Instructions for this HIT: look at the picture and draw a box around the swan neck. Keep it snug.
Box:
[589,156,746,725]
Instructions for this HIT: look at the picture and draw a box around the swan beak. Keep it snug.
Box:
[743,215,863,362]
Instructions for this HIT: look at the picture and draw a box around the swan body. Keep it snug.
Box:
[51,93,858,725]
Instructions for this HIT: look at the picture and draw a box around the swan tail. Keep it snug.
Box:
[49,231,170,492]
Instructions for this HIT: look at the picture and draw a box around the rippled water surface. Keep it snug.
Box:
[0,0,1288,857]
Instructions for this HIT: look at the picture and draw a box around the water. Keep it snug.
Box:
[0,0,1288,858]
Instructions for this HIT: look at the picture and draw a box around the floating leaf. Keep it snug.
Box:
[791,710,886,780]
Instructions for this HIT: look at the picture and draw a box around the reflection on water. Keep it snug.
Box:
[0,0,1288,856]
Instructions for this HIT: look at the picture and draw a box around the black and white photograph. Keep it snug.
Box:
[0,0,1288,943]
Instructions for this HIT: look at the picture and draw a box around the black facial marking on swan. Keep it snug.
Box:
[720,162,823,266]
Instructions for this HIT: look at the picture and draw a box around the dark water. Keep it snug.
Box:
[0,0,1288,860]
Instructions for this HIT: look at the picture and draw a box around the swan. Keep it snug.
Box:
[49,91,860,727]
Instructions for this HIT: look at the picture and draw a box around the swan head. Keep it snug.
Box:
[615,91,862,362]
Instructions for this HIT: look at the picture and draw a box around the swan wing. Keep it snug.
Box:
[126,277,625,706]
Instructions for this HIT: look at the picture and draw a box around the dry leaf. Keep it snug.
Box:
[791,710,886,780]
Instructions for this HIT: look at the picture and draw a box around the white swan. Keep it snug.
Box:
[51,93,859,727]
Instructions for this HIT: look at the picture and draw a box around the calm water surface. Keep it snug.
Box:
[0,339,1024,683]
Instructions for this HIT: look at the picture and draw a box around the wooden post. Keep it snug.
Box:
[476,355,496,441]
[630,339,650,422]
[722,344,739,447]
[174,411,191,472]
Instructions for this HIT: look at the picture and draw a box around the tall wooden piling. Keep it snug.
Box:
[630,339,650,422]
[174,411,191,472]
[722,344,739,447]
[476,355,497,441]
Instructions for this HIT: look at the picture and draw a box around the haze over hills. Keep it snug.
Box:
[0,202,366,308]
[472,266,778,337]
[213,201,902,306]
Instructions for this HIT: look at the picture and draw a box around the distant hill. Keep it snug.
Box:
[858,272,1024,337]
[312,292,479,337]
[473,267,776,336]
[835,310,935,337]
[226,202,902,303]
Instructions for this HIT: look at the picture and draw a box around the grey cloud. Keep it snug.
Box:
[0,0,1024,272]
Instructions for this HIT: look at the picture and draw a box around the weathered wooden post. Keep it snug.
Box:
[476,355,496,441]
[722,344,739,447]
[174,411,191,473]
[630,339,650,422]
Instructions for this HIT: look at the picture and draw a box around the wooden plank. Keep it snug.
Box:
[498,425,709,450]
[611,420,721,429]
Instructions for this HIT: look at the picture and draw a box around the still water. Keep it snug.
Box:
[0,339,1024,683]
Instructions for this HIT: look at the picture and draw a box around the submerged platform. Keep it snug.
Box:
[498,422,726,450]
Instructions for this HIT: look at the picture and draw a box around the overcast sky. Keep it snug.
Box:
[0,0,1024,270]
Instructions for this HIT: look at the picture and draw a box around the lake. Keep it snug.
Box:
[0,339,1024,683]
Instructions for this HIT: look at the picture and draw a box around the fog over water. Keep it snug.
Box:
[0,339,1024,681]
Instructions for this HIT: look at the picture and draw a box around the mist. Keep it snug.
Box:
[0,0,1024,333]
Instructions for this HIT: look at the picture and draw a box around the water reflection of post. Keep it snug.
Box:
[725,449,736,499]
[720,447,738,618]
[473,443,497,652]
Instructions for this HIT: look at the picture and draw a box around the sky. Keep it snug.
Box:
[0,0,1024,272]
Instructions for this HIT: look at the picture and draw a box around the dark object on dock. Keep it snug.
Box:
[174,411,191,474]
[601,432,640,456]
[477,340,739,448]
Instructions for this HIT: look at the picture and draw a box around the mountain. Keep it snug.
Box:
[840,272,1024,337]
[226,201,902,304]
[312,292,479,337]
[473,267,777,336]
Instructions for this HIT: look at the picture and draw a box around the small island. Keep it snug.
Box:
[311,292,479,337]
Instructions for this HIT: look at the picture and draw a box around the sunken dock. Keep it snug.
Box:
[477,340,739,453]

-------------------------

Please pull out every line in the records above that contains the word "leaf", matching case exactly.

Instructions for this HIT: look at the picture and draw a box around the floating leaf. Keep it snug.
Instructions for this HIT: look at the picture and draw a box around the dry leaf. Keep it snug.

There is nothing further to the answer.